## CONSEGNA:
Nel brano su Dickens, in quale anno il divorzio scosse la figura pubblica che lo scrittore aveva costruito di sé?

## ESTRATTO SCELTO:
- - - - - - -

Altri motivi della sua visione, che deforma il verosimile in senso fiabesco e onirico, rimandano alla sua dura esperienza infantile: la sinistra metropoli dove scorrono correnti vertiginose di vita, lo slum, il fiume cloacale, la nebbia, la prigione. Tra i suoi personaggi archetipici (la bella fanciulla, l'orco, il buon vecchio) ricorre la figura, già simbolo blakiano dell'ingiustizia, del bambino solitario e infelice circondato da compagni beffardi e selvaggi.

A quindici anni, interrotte le scuole, il ragazzo s'impiegò in un ufficio legale, e a diciotto divenne cronista parlamentare; al giornalismo fu legato sempre: lanciò due fortunati settimanali, «Household Words» (Parole casalinghe) e «All the Year Round» (Per tutto l'anno), e sui periodici, a puntate mensili o settimanali, apparvero tutti i suoi romanzi. La pubblicazione dei Bozzetti di Boz [Sketches by Boz, 1836-37] gli permise di sposare la figlia del suo direttore e gli procurò il contratto da cui nacque, nel 1836-37, II circolo Pickwick [The Pickwick Papers]. Il grande successo, anche finanziario, di quest'opera inaugurò una carriera sempre più fortunata e prestigiosa di narratore, e poi anche di conferenziere, attore e lettore abilissimo dei propri romanzi.

L'esemplare figura pubblica che Dickens costruì di se stesso fu alquanto scossa nel 1858 dal suo divorzio e più ancora dalle rivelazioni postume sulla sua relazione segreta con la giovane attrice Ellen Ternan.

- - - - - - -

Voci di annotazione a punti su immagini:

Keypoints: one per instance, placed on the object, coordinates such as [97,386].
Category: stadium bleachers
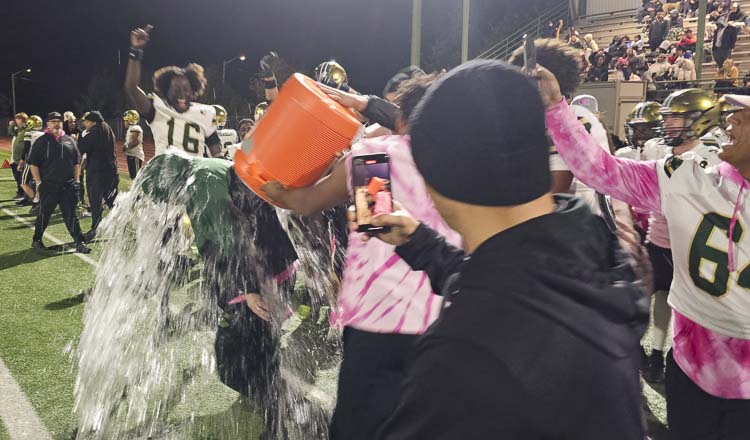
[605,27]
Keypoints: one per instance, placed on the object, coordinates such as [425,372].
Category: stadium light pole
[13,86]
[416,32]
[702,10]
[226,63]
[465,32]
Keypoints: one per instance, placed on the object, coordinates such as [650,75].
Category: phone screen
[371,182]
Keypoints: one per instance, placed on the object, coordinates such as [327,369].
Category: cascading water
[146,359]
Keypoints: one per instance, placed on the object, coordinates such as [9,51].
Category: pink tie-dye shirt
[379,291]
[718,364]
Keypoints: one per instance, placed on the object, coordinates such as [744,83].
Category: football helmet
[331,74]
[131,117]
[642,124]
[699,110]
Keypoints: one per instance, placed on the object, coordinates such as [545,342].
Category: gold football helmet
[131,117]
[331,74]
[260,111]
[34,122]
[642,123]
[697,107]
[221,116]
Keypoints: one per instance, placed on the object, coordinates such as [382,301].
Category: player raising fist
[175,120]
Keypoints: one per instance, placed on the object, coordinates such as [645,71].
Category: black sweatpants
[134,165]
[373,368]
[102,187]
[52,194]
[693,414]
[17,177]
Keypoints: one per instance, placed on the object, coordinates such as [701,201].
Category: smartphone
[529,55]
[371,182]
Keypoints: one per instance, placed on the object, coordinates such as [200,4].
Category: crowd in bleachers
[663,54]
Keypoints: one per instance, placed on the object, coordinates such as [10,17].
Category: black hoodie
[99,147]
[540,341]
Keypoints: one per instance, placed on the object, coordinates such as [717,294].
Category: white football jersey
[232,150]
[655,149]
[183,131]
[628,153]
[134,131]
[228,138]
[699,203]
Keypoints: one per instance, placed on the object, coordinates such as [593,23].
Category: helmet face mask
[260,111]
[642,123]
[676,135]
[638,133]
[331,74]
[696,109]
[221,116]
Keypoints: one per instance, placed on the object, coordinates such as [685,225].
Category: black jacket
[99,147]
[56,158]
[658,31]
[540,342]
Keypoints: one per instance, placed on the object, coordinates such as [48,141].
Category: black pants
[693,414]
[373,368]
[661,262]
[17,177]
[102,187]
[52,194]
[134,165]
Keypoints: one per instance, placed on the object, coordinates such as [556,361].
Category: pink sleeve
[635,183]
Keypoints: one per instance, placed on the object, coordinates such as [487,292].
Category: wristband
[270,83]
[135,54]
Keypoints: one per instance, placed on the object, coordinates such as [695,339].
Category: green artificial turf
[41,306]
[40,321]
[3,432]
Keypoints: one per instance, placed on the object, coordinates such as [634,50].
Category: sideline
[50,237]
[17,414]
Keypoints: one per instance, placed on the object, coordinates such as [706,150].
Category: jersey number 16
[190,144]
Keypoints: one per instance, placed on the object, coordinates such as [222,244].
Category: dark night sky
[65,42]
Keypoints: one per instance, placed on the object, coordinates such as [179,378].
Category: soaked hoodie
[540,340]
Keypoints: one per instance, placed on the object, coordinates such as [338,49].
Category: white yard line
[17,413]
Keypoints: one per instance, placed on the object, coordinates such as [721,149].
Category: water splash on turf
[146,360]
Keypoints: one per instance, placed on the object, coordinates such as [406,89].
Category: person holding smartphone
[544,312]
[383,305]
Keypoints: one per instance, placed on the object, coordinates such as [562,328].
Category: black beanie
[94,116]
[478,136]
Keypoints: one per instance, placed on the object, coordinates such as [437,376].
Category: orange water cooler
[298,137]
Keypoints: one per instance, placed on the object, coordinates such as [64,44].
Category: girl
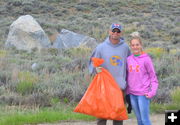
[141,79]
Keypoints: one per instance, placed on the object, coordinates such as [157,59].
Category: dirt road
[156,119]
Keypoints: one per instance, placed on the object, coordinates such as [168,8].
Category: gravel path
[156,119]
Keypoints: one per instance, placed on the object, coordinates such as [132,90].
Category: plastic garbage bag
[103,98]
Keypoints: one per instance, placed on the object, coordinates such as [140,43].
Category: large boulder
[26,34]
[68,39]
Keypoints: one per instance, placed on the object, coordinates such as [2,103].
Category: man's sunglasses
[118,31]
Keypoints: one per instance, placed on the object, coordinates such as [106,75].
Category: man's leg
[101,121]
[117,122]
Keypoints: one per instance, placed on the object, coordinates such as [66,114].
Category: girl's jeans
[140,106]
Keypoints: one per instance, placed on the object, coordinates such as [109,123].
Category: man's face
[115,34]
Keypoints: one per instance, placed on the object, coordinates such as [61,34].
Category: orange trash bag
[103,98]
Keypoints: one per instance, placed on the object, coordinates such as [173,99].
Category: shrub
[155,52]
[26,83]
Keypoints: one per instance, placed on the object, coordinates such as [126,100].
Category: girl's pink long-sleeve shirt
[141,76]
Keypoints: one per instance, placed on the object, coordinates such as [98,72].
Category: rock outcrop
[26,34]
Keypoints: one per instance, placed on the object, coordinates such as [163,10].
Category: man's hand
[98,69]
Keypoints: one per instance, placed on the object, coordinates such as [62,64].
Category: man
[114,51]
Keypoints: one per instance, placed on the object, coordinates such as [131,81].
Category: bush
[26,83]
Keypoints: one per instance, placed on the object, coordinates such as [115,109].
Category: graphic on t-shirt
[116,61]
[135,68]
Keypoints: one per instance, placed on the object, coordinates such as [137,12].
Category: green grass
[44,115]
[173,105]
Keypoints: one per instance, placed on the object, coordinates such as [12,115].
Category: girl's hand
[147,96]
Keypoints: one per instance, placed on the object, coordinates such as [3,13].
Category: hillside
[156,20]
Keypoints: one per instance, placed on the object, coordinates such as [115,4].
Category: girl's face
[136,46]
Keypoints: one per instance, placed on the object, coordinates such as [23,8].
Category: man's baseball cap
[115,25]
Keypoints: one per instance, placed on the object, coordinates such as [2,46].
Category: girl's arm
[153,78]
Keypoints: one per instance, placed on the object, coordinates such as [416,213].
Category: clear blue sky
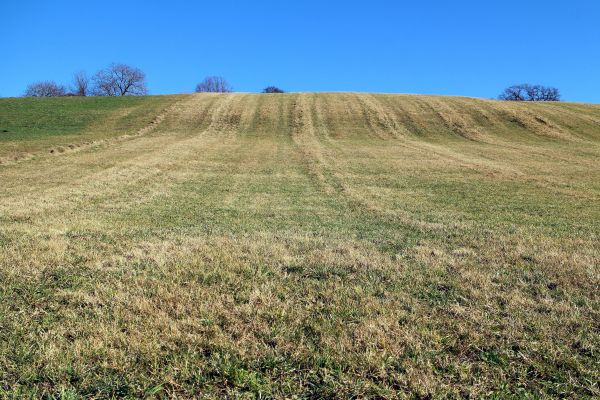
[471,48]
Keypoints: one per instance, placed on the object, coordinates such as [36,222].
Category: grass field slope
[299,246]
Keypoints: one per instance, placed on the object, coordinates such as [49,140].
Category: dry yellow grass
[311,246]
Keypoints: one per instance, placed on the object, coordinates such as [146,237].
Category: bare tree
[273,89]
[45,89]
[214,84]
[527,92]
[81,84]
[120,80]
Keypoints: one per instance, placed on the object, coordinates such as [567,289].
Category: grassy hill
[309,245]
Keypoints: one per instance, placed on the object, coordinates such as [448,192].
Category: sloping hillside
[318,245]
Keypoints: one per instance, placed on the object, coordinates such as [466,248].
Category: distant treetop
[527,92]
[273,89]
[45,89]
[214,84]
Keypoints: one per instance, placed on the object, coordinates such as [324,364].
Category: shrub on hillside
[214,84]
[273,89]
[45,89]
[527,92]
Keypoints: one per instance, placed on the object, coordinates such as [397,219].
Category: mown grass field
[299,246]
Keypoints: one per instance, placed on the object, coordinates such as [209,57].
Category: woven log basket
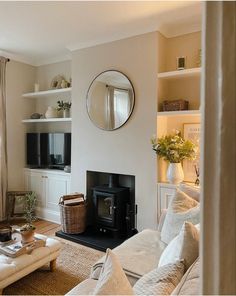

- - - - - - -

## COMPITO SVOLTO:
Nel 1858.